■ FRAGMENT TEKSTU:
Fly-Navigate–Communicate – analiza Waszych rozwiązań konfliktowej sytuacji na podejściu do lądowania
Artykuł przygotowany we współpracy z ICAO4.me - Centrum Lotniczego Angielskiego (www.icao4.me)
W opublikowanym przed dwoma tygodniami artykule opisywałem hipotetyczną, choć inspirowaną prawdziwymi wydarzeniami sytuację, która mogła zdarzyć się każdemu z pilotów na którymś z nieco bardziej ruchliwych lądowisk. Dla przypomnienia - lądowisko posiadało dwa równoległe pasy startowe, na pasie 09L odbywał się ruch lokalny - głównie szkoły trenujące touch and go - natomiast na pasie 09R odbywał się ruch “gościnny”. W tym samym momencie do lądowania na pasie 09R podchodziły dwa samoloty - jeden z (długiej) prostej, a drugi po skróconym kręgu z pozycji z wiatrem z zamiarem wykonania lądowania z przelotem. Artykuł ze szczegółowo opisaną sytuacją można znaleźć TUTAJ.
Natomiast w niniejszym tekście chciałbym podsumować Wasze odpowiedzi i przyjrzeć się wybranym przez Was rozwiązaniom. Na początku jednak serdecznie dziękuję za tak liczny odzew, ponieważ w ciągu zaledwie kilkunastu dni do redakcji napłynęła prawie setka odpowiedzi, co uważam za bardzo dobry wynik. Cieszy mnie to tym bardziej, że w ten sposób wszyscy aktywnie włączamy się w trening bezpieczeństwa i poprawiamy wspólnie komfort latania.
Na pierwsze pytanie - Czy będąc na miejscu pilota SP-ABCD zdecydowałbyś się na wykonanie skróconego kręgu? - zaledwie 15% uczestników ankiety odpowiedziało jednoznacznie TAK. Jednoznacznie NIE odpowiedziało z kolei aż 55% wypowiadających się pilotów. Pozostałe 30% albo nie było w stanie jednoznacznie odpowiedzieć, albo swoje zachowanie warunkowało innymi czynnikami, przede wszystkim natężeniem ruchu i sytuacją na radiu.
Co do zasady nie ma nic złego w skróconym kręgu, ale - tak jak wielu z Was zauważyło - należy budować go rozsądnie. W opisywanym przykładzie, po stronie pilota SP-ABCD zabrakło prawidłowej obserwacji ruchu i upewnienia się, że swoim niestandardowym manewrem nie spowoduje niedogodności i zagrożenia dla innych pilotów w kręgu. Dlatego właśnie tak ważne jest uważne skanowanie przestrzeni gdy lecimy między trzecim a czwartym zakrętem, gdyż tylko wtedy możemy mieć pewność, że po szerszym kręgu nie leci inny pilot, który być może już zajął prostą do pasa w który my zaraz będziemy celować.

■ FRAGMENT DANYCH:
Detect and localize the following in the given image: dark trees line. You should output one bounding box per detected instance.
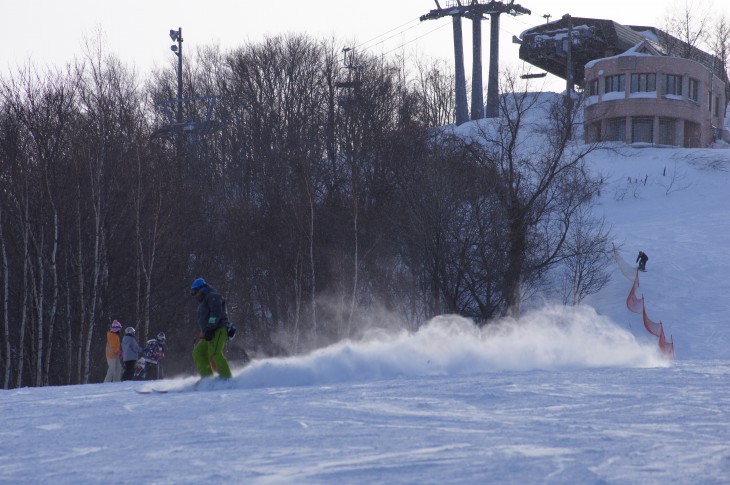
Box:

■ ZADANIE 1:
W artykule o konfliktowej sytuacji na podejściu do lądowania przepisz w formie listy akapit zaczynający się od słów „Na pierwsze pytanie”, zachowując jego najważniejsze dane.
■ ZADANIE 2:
Podejmij wątek artykułu o konfliktowej sytuacji na podejściu do lądowania i dopisz jego dalszy ciąg, zaczynając zaraz po ostatnim zdaniu.

■ WYNIK 1:
- Pytanie: czy na miejscu pilota SP-ABCD zdecydowałbyś się na wykonanie skróconego kręgu?
- 15% uczestników ankiety odpowiedziało jednoznacznie TAK.
- 55% pilotów odpowiedziało jednoznacznie NIE.
- Pozostałe 30% nie odpowiedziało jednoznacznie albo uzależniło decyzję od innych czynników, przede wszystkim od natężenia ruchu i sytuacji na radiu.

■ WYNIK 2:
W opisywanym przypadku mowa była też o nagłej reakcji kierującego lotami, który dopiero gdy spostrzegł jak blisko znalazły się SP-ABCD i SP-XYZ zaczął sekwencjonować ruch i zalecił wydłużenie pozycji z wiatrem dla samolotu lecącego po krótkim kręgu.
Na pytanie Jak zareagowałbyś będąc pilotem samolotu SP-ABCD po otrzymaniu informacji o ruchu? odpowiedzi były bardzo podzielone, ale i bardzo ciekawe. Pamiętajmy, że SP-ABCD w zasadzie wykonywał coś co można by nazwać połączonym trzecim i czwartym zakrętem, zbliżał się już do przekroczenia kąta prostego z torem lotu na podejściu bardziej niż do powrotu do pozycji (a przynajmniej do kierunku lotu) z wiatrem, mimo to jednak aż 25% pilotów odpowiedziało, że natychmiast wykonałoby ostry zwrot w lewo. Dodatkowe 5% dokonało podobnego wyboru, warunkując go jednak różnymi zmiennymi. Nieco ponad 16% zdecydowało się na kontynuowanie zakrętu w prawo i powrót na pozycję z wiatrem przez niejako domknięcie okrążenia.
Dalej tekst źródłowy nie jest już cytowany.